● MATERIAL TO PROCESS
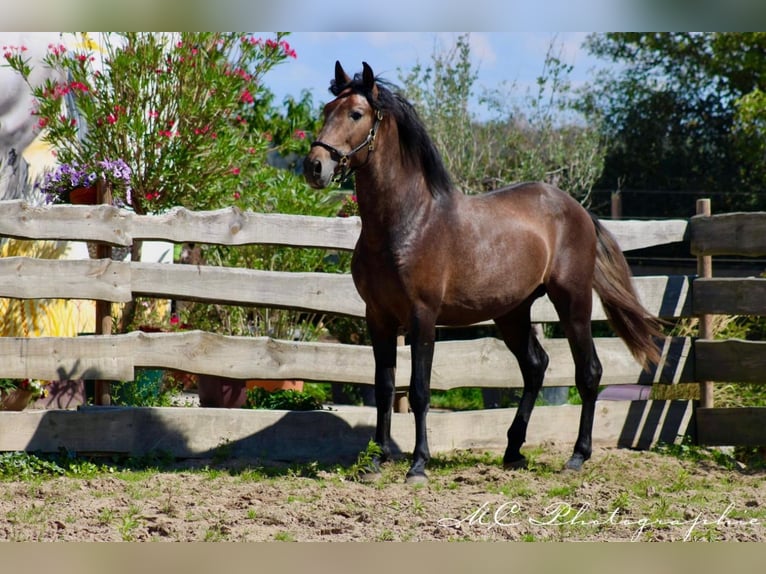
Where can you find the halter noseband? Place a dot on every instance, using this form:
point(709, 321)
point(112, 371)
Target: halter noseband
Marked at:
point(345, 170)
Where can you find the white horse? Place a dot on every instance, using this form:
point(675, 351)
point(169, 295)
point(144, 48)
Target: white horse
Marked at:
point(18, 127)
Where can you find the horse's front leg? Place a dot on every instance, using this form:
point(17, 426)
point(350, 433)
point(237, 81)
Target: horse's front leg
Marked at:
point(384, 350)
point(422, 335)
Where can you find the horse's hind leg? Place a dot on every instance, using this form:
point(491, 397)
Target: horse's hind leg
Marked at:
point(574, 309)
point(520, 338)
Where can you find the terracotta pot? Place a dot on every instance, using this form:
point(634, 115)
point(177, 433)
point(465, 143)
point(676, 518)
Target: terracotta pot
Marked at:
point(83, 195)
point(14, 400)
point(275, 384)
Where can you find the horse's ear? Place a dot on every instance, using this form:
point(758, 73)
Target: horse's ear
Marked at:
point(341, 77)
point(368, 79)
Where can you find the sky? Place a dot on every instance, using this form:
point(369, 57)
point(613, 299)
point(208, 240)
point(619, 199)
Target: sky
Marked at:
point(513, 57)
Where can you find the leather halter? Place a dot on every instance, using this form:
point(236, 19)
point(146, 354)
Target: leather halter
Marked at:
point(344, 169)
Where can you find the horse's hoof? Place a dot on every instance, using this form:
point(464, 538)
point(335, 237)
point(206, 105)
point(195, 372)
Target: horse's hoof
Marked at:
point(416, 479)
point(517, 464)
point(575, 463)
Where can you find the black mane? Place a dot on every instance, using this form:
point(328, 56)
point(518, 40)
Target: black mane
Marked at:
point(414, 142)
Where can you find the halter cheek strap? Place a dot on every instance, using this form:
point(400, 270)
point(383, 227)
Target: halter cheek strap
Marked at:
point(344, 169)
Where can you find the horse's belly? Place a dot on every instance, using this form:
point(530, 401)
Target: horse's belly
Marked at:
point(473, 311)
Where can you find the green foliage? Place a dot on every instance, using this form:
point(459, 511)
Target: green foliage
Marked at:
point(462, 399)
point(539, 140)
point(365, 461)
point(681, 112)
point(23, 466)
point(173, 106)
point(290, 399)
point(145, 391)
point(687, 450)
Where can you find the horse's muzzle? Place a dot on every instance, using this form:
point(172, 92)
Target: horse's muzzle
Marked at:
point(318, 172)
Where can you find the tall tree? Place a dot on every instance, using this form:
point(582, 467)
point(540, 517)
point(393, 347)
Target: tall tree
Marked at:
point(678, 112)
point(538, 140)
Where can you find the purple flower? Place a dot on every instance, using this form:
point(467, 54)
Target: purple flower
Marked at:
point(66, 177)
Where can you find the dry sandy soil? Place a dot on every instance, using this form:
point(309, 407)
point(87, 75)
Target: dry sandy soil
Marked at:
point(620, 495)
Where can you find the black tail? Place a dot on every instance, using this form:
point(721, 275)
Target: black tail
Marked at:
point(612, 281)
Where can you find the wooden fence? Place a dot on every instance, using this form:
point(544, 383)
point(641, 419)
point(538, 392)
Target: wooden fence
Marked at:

● YOUR GOAL
Output the records above exactly; leave out the pictures.

● FINISHED ANSWER
Where can you find the halter noseband? Place a dot on every instance, using this form:
point(709, 321)
point(112, 371)
Target: halter noseband
Marked at:
point(345, 170)
Where can you find the white horse? Place a dot on every instance, using this form:
point(675, 351)
point(169, 295)
point(144, 48)
Target: white horse
Marked at:
point(18, 127)
Where can you find the horse's front leg? Place a dot on every instance, using this form:
point(17, 426)
point(350, 433)
point(237, 81)
Target: horse's front leg
Marked at:
point(384, 350)
point(422, 335)
Where can you find the horse's hind leg? Place a dot on every instance, using this form:
point(491, 397)
Target: horse's hind leg
Marked at:
point(574, 309)
point(520, 338)
Where can you find the terracotta pot? Place a dot on every instance, using this form:
point(634, 115)
point(177, 433)
point(465, 143)
point(676, 518)
Target: terracotta pot
Marked at:
point(83, 195)
point(14, 400)
point(275, 384)
Where can you find the horse's ear? Place a dot on every instance, using this form:
point(758, 73)
Target: horse's ear
Marked at:
point(341, 77)
point(368, 79)
Where can you find the sky? Place a dot on every instance, using this form:
point(369, 57)
point(613, 299)
point(208, 240)
point(619, 199)
Target: sky
Marked at:
point(513, 57)
Where can you find the leather halter? Place a dot on every instance, using this form:
point(236, 19)
point(146, 354)
Target: leather halter
Marked at:
point(344, 169)
Where can you find the horse's hoof? Place a dot on every instance, using this form:
point(464, 538)
point(335, 237)
point(206, 105)
point(195, 372)
Target: horse's hoof
Marked at:
point(416, 479)
point(517, 464)
point(575, 463)
Where can you find the black mane? Place a dot on every instance, using this form:
point(328, 56)
point(518, 40)
Target: black mane
Marked at:
point(414, 142)
Where can you find the halter cheek strap? Place a dot on every instance, using this form:
point(400, 270)
point(383, 227)
Target: halter cheek strap
Marked at:
point(344, 169)
Where can you find the horse's belly? Place a dot on every instance, using this form:
point(530, 401)
Target: horse's belly
Marked at:
point(473, 311)
Where can you find the green foliage? Place a dot on every instance, using this form:
point(459, 511)
Target: green foliage
Marked at:
point(462, 399)
point(539, 140)
point(365, 461)
point(681, 112)
point(23, 466)
point(173, 106)
point(290, 399)
point(145, 391)
point(687, 450)
Where can you find the horse's muzzle? Place a dot on every instance, using this form:
point(172, 92)
Target: horse's muzzle
Marked at:
point(318, 172)
Where can you find the tall tree? Place a dot on every instance, using this form:
point(582, 467)
point(540, 517)
point(393, 347)
Target: tall tree
Marked at:
point(678, 112)
point(538, 140)
Where can you find the purple flower? Place a dot on every instance, using this form:
point(467, 54)
Target: purple flower
Marked at:
point(66, 177)
Where can you find the dry sandy soil? Place a dot on every instance, using this form:
point(309, 407)
point(87, 75)
Target: dry sandy soil
Marked at:
point(620, 495)
Where can you find the black tail? Place a dot on every instance, using this form:
point(721, 275)
Target: black tail
Marked at:
point(612, 281)
Where can you find the wooden fence? Place a dot on every instance, using this form:
point(544, 383)
point(641, 419)
point(538, 392)
Target: wooden fence
Marked at:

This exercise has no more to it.